WORK INSTRUCTIONS
Reproduce every one of the rows below verbatim, with each word and coordinate left unchanged.

Rows from a dataset
——
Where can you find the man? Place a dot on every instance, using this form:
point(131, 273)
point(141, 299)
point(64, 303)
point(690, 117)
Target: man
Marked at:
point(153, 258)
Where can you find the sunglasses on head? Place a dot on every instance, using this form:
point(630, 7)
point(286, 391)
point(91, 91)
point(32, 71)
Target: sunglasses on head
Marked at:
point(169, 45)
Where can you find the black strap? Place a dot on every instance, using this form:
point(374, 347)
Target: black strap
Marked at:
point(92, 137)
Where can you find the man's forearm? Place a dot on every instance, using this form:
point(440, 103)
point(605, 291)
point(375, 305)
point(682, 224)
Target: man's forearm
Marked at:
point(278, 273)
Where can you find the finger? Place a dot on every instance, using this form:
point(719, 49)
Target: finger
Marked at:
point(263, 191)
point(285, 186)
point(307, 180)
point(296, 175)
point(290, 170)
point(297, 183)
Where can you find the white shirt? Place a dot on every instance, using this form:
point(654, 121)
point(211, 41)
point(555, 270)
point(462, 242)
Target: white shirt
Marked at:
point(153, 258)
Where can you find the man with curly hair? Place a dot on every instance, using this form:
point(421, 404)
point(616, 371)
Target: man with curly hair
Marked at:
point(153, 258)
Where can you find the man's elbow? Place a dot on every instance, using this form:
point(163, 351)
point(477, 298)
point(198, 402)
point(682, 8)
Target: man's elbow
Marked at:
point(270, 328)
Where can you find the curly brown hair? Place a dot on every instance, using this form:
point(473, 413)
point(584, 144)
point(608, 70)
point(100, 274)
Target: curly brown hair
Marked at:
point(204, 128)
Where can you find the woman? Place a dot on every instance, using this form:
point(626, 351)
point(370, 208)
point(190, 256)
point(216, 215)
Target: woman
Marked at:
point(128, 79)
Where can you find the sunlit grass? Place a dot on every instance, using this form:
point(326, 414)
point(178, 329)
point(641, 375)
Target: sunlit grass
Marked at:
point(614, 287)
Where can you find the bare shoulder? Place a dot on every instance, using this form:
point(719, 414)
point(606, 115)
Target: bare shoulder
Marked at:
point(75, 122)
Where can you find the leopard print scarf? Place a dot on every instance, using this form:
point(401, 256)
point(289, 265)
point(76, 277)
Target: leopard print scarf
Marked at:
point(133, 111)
——
WORKED ANSWER
Where can you find the man? Place a dot on every instance, using this form:
point(131, 273)
point(141, 299)
point(64, 303)
point(690, 117)
Target: man
Marked at:
point(153, 258)
Where can you find the sunglasses on head? Place a dot on every instance, using this form:
point(630, 7)
point(286, 391)
point(91, 91)
point(32, 71)
Target: sunglasses on head
Marked at:
point(169, 45)
Where can you find the black strap? Place a dot on every instance, using this form:
point(374, 347)
Target: black strap
Marked at:
point(92, 137)
Where can you find the man's forearm? Place a dot on every instance, using this form:
point(440, 103)
point(605, 291)
point(375, 305)
point(682, 224)
Target: man's forearm
Marked at:
point(278, 273)
Where can you find the finger? Place a dot on every instance, using this form:
point(719, 49)
Target: finger
Marked at:
point(263, 191)
point(285, 186)
point(307, 180)
point(296, 175)
point(290, 170)
point(297, 183)
Where can you find the white shirt? Place a dot on every instance, using this form:
point(654, 121)
point(211, 41)
point(555, 270)
point(462, 242)
Target: white shirt
Marked at:
point(153, 258)
Where can you find the man with curly hair? Place a dot on every instance, using this form:
point(421, 404)
point(616, 371)
Target: man with curly hair
Marked at:
point(153, 258)
Where can you find the man's elbow? Place a dot on every instance, using this form:
point(163, 351)
point(477, 298)
point(198, 402)
point(682, 8)
Target: man's elbow
Marked at:
point(270, 328)
Where can you find the curly brown hair? Place a dot on every instance, using this form:
point(473, 413)
point(584, 144)
point(608, 70)
point(100, 274)
Target: curly brown hair
Marked at:
point(204, 128)
Where can you find the woman? Place a dot on every instance, using this form:
point(626, 351)
point(370, 208)
point(190, 256)
point(216, 215)
Target: woman
Marked at:
point(128, 79)
Where can you find the sunlit grass? Place a dot on every instance, using this form:
point(326, 414)
point(178, 329)
point(641, 375)
Target: sunlit grass
Marked at:
point(614, 287)
Where can you find the bare shoulder? Place a dot on every instance, using this form:
point(719, 414)
point(606, 115)
Target: bare shoulder
Marked at:
point(75, 122)
Where can you find the leopard print scarf? Place a dot on every instance, using this form:
point(401, 256)
point(289, 265)
point(76, 277)
Target: leopard print scarf
Marked at:
point(133, 111)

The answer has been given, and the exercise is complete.